*Image object location entries*:
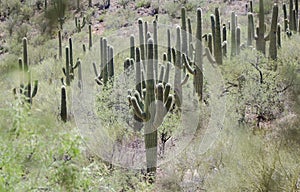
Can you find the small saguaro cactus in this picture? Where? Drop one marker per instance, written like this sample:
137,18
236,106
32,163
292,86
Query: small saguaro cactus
152,111
63,106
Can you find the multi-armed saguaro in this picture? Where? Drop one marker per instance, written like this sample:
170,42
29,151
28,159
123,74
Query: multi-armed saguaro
26,91
153,110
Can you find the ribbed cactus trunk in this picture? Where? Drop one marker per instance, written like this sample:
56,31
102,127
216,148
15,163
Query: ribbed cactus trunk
218,42
260,41
150,132
292,27
155,39
198,78
178,63
184,36
90,37
141,38
59,45
63,108
233,35
67,69
238,40
169,53
132,47
273,34
250,30
278,35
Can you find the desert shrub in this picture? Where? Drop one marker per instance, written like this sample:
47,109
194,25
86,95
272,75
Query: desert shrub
143,3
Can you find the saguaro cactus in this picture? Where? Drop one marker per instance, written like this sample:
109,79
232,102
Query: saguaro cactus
233,34
273,32
178,67
132,47
26,91
217,37
59,45
142,39
63,107
152,111
90,37
250,29
260,37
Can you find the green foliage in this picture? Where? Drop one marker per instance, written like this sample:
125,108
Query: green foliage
143,3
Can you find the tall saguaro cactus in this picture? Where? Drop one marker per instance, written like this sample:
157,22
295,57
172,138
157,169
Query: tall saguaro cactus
250,29
26,91
273,32
153,110
261,38
63,107
233,34
217,38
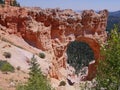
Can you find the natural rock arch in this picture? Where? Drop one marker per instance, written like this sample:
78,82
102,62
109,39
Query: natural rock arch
51,30
95,46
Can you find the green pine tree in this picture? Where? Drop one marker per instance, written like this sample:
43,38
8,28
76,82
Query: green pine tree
108,75
36,81
1,2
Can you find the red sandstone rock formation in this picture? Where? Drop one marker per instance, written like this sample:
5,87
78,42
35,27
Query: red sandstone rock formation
52,30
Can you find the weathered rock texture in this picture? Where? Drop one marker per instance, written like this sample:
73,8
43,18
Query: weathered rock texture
51,30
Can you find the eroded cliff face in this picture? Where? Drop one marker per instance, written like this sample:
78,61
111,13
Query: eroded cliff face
51,30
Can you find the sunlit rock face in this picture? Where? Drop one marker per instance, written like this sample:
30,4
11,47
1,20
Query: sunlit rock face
52,30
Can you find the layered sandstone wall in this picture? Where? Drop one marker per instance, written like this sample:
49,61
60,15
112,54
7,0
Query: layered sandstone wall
51,30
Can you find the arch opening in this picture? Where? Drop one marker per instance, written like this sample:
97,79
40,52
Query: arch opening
80,54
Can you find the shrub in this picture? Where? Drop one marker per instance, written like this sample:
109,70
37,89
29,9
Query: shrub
15,3
6,67
108,73
7,54
62,83
18,68
42,55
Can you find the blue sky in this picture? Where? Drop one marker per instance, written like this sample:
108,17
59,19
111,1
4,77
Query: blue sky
111,5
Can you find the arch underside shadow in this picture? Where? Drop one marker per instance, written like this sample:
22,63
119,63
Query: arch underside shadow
94,45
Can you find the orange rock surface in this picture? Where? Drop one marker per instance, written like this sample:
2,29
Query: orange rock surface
51,30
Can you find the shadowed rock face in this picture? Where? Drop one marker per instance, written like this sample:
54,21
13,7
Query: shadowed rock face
52,30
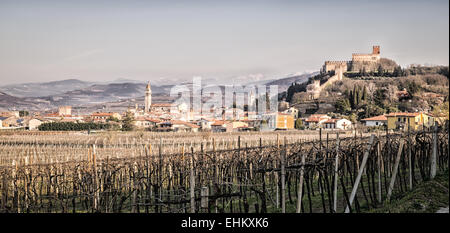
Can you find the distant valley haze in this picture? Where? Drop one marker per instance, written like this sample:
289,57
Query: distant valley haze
169,42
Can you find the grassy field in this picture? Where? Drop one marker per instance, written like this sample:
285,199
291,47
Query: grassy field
427,197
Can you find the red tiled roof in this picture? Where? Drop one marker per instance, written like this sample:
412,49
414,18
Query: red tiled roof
178,122
219,123
331,121
407,114
102,114
312,119
376,118
163,105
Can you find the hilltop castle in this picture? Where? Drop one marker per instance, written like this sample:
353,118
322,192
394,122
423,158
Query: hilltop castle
373,57
339,67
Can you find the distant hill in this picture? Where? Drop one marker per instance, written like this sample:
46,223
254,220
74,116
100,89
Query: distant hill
8,102
44,88
284,83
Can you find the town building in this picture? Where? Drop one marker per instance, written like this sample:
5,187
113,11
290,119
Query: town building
65,111
375,121
416,120
342,124
279,121
146,122
104,116
316,120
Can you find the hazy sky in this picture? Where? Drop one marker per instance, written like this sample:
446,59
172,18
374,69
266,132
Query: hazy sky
145,40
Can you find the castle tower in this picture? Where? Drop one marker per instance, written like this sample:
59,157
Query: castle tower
376,49
148,98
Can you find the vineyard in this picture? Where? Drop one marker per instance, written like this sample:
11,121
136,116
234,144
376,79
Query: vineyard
214,173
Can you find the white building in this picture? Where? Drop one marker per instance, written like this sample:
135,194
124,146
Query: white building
375,121
342,124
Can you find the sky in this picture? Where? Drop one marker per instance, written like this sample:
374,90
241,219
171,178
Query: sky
175,40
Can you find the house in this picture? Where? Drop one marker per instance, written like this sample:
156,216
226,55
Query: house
236,126
375,121
279,121
146,122
103,116
342,124
401,120
8,121
219,126
164,107
253,124
403,94
205,124
177,126
34,123
10,114
292,111
316,120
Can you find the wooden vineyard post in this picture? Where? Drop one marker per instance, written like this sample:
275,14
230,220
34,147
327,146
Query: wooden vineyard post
434,154
160,172
204,199
300,188
394,172
276,174
409,155
216,175
192,181
379,169
360,172
336,174
94,171
283,178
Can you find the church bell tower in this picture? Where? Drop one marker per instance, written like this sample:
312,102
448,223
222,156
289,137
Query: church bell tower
148,98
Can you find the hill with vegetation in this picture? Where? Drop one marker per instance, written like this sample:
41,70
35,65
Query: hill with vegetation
366,94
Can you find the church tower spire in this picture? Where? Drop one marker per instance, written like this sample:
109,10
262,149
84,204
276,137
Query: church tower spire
148,98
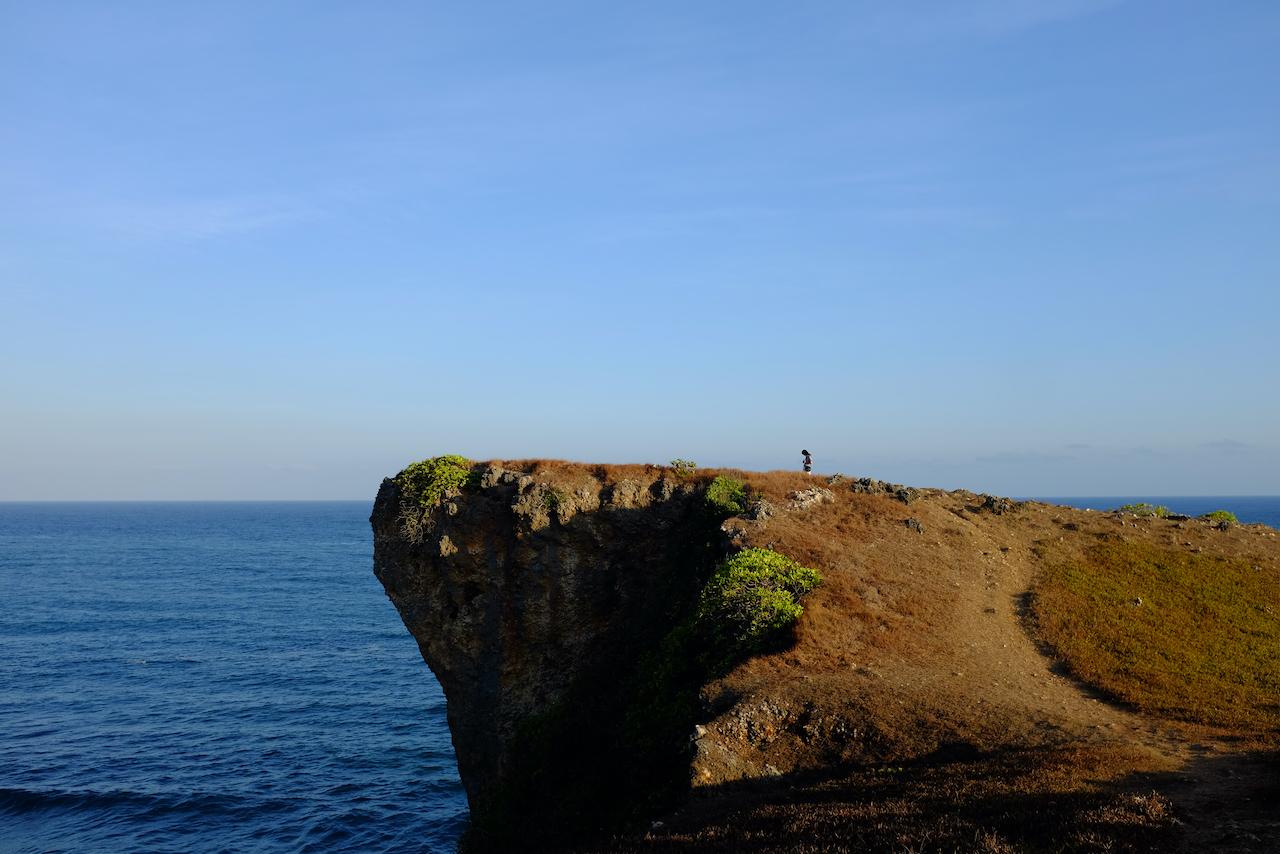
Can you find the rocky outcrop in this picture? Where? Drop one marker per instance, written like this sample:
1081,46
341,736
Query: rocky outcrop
533,602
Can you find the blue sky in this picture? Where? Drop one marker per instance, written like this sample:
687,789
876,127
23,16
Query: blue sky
277,250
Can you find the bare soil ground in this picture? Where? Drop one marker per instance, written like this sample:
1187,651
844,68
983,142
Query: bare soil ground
917,709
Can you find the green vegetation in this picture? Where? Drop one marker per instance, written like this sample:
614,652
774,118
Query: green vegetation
748,602
429,480
1179,634
684,467
1144,510
727,496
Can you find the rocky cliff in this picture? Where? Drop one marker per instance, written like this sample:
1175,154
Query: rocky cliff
549,601
533,601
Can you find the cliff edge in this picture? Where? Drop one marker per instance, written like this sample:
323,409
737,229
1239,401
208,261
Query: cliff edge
937,689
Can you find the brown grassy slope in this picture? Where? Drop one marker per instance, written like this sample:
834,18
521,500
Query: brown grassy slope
917,711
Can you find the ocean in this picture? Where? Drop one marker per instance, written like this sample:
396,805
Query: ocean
1247,508
213,677
231,677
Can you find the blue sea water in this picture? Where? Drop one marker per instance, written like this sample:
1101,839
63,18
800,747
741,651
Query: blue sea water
1247,508
211,677
231,677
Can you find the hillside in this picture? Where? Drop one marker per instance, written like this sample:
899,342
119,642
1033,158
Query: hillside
970,674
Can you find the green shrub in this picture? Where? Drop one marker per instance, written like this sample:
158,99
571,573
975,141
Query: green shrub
727,496
749,599
1179,634
554,498
1143,508
684,467
428,480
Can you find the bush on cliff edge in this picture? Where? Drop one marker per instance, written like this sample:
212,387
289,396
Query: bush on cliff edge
428,480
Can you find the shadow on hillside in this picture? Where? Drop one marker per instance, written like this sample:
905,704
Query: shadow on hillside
1024,607
1045,800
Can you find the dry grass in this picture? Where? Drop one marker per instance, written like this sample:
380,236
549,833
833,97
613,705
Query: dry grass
1179,634
1059,800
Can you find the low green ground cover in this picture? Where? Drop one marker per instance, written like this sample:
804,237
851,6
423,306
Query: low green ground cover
1178,634
428,480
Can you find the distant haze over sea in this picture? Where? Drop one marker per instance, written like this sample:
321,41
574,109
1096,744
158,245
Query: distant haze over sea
1247,508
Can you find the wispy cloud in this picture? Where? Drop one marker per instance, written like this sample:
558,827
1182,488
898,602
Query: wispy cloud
196,218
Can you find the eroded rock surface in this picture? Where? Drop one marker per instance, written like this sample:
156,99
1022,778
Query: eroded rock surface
533,602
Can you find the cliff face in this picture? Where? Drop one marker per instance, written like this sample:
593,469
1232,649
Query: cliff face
545,596
533,603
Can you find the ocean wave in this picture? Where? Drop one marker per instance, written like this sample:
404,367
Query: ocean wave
18,802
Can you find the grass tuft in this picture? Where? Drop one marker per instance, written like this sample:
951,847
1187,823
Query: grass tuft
726,496
1143,508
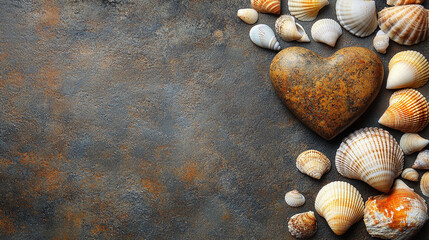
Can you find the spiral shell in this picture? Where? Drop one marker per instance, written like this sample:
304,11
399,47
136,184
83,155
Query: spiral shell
340,204
371,155
397,215
406,25
408,111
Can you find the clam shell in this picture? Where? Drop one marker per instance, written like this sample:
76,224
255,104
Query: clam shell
294,198
397,215
406,25
408,111
340,204
357,16
326,31
263,36
407,69
306,10
371,155
303,225
412,142
313,163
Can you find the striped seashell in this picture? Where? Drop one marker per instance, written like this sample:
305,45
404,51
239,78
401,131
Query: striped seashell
371,155
408,111
340,204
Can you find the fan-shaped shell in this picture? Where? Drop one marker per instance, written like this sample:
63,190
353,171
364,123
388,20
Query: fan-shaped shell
406,25
397,215
371,155
408,111
340,204
357,16
407,69
313,163
306,10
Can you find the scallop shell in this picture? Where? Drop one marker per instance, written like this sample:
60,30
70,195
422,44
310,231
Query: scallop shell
397,215
306,10
326,31
266,6
371,155
313,163
294,198
263,36
248,15
407,69
357,16
340,204
303,225
410,174
406,25
381,42
408,111
412,142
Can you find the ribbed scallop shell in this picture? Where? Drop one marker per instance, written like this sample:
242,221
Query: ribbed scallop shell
407,69
303,225
306,10
406,25
313,163
412,142
266,6
294,198
410,174
357,16
371,155
397,215
408,111
340,204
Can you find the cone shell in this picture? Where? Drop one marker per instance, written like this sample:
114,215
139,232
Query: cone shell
294,198
313,163
408,111
412,142
266,6
406,25
407,69
410,174
326,31
303,225
306,10
371,155
340,204
397,215
357,16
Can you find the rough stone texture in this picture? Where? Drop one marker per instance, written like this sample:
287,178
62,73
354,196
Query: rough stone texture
126,119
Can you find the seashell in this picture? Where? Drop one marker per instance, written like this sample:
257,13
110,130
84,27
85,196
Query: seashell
407,69
410,174
397,215
406,25
340,204
381,42
357,16
326,31
313,163
408,111
294,198
248,15
371,155
263,36
303,225
266,6
412,142
306,10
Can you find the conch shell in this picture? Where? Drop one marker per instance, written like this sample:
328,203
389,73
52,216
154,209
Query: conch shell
397,215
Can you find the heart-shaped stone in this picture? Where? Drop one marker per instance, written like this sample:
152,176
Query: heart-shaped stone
327,94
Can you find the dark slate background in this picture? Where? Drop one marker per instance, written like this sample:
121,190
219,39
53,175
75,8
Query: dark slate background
126,119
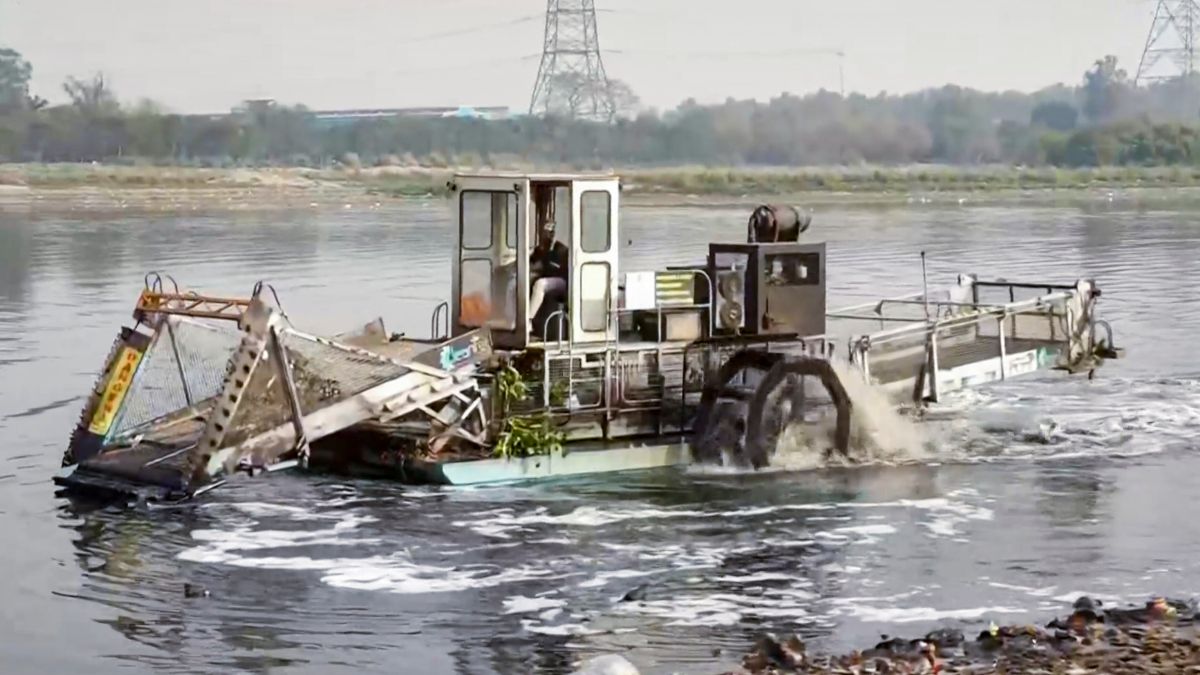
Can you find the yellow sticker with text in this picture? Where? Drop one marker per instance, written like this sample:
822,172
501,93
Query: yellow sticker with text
114,390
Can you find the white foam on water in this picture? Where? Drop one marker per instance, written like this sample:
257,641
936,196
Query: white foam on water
605,578
754,578
1045,592
505,523
915,614
396,573
563,629
724,609
522,604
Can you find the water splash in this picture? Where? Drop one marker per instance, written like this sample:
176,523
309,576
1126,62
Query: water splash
880,432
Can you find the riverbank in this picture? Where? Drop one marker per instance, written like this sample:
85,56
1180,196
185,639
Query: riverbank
1161,637
659,186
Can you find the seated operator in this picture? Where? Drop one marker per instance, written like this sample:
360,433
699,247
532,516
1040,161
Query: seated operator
547,269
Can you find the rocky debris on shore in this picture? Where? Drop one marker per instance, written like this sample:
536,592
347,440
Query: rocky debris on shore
1161,637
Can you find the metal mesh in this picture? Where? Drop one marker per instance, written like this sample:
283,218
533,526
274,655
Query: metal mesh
204,352
349,371
323,374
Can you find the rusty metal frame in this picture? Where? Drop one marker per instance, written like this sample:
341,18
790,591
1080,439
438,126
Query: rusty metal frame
154,303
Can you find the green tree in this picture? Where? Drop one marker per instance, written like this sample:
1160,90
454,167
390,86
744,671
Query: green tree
1105,90
1057,115
15,75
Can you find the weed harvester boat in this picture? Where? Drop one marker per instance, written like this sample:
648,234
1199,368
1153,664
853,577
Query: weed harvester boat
697,363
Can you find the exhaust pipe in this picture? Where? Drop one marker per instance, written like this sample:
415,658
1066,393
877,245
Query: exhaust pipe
777,222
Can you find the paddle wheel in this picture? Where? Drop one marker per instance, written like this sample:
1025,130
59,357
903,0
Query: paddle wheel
756,395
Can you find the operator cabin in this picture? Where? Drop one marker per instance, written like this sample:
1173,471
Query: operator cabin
537,255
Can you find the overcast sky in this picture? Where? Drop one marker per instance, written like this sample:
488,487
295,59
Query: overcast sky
207,55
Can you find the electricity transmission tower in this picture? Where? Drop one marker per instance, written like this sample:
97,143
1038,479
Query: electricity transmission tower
571,78
1171,36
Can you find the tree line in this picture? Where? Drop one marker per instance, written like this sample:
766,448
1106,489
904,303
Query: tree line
1102,120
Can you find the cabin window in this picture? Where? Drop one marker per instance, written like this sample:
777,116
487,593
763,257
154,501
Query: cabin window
486,266
595,221
484,214
793,269
485,298
594,281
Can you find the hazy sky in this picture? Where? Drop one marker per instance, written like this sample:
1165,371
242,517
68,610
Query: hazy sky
207,55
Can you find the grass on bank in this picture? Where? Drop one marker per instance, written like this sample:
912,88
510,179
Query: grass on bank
406,181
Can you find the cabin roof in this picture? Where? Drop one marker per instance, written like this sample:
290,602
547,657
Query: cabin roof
549,177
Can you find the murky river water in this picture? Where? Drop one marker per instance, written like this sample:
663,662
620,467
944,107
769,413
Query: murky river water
324,575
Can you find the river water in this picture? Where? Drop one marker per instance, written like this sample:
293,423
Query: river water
1013,518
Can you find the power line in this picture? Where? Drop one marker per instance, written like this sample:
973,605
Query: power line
456,33
571,77
1173,35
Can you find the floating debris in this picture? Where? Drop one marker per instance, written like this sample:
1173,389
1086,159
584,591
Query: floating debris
1161,637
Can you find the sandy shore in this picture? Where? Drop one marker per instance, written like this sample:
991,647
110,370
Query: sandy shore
175,187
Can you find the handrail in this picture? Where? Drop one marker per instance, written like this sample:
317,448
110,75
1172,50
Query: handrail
545,328
433,321
1023,306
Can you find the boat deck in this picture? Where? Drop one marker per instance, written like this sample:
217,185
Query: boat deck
907,365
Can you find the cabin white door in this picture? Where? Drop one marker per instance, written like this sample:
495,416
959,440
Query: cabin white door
491,254
594,252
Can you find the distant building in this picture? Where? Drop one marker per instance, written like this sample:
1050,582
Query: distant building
462,112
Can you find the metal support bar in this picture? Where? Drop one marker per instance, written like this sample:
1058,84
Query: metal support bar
934,368
289,392
1003,350
179,363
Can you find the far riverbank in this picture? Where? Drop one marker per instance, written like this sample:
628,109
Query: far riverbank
643,186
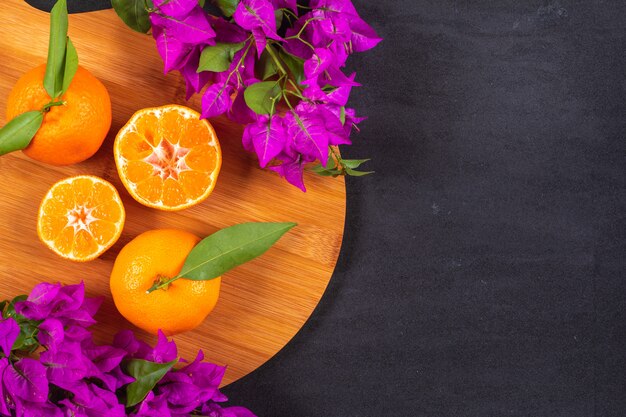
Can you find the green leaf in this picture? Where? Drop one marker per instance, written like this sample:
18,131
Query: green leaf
147,374
259,96
53,78
227,7
355,173
278,15
295,64
231,247
353,163
11,307
133,13
71,65
18,133
218,57
266,67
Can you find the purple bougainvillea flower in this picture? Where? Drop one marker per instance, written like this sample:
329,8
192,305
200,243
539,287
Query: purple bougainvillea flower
40,302
268,137
51,333
306,128
363,36
227,32
216,100
292,171
286,4
192,29
4,409
206,376
9,331
258,17
164,351
26,380
318,63
172,51
176,8
194,80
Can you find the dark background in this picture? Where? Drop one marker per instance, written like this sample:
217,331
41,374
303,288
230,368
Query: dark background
482,272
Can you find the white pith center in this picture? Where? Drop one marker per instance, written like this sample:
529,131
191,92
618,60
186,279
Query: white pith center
80,218
168,160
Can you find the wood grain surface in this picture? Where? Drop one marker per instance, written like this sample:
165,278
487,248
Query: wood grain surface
263,303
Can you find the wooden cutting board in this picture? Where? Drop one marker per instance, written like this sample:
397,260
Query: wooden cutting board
263,303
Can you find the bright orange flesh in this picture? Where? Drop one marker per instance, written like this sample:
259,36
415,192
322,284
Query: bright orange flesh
167,157
80,217
72,132
153,255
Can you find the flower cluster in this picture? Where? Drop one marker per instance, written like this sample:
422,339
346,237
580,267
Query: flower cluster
73,376
275,66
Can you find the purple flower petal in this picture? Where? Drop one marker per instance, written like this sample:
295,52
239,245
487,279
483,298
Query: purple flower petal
216,100
51,333
318,63
176,8
307,131
363,36
292,171
341,6
9,331
4,364
172,51
268,137
286,4
194,80
227,32
164,351
240,112
26,380
192,29
257,14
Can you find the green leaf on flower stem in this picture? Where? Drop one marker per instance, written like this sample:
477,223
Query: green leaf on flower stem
18,133
295,65
278,14
266,67
354,173
231,247
353,163
259,96
218,57
133,13
10,312
55,66
71,65
147,374
227,7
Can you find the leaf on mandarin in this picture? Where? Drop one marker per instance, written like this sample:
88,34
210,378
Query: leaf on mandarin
18,133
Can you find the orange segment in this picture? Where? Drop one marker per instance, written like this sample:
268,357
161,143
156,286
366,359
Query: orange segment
80,217
167,157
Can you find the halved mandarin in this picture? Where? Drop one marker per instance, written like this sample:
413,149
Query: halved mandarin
80,217
167,157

*Written request*: Starting at the line that contains "Can you find the bright", print every line through the end of the listing, word for word. Leave out all the rest.

*The response*:
Can you find the bright orange flesh in this picture? Where? Drop one marker per instance, written like this sample:
259,36
415,192
322,284
Query: bright orange flesh
167,157
80,217
72,132
153,255
Can you find the flower cluster in this picture? Where? Drop one marker per instance, written like this sample:
422,339
346,237
580,267
Query: flower cluster
73,376
275,66
Can you find the purple flower petal in this picture? Where? Drop one marker per instance, written like this sample:
295,52
239,245
487,279
483,298
Query: purple flower petal
216,100
51,333
318,63
176,8
307,131
363,36
292,171
341,6
9,331
4,364
172,51
268,137
286,4
194,80
227,32
164,351
240,112
26,380
192,29
257,14
Can you find the green leaf on flower stem in this picture? Where? Drop one marker per instance, written like this sample:
477,223
Query: green leaf on flower stem
18,133
295,65
278,14
266,67
354,173
231,247
353,163
259,96
218,57
133,13
10,312
55,66
71,65
147,374
227,7
Can you find the leaf on mandarin in this picture? Where? Drop one marker per instance, written like this sample:
88,34
210,378
Query: leaf on mandarin
18,133
Can you find the orange segment in this picture? Where? Drop one marker per instance, written like this sample:
268,357
161,143
156,286
366,359
Query: orange segment
80,217
167,157
Can you find the halved mandarin in this picture? Where? Drop one marker per instance, written like this sample:
413,149
Query: halved mandarin
80,217
167,157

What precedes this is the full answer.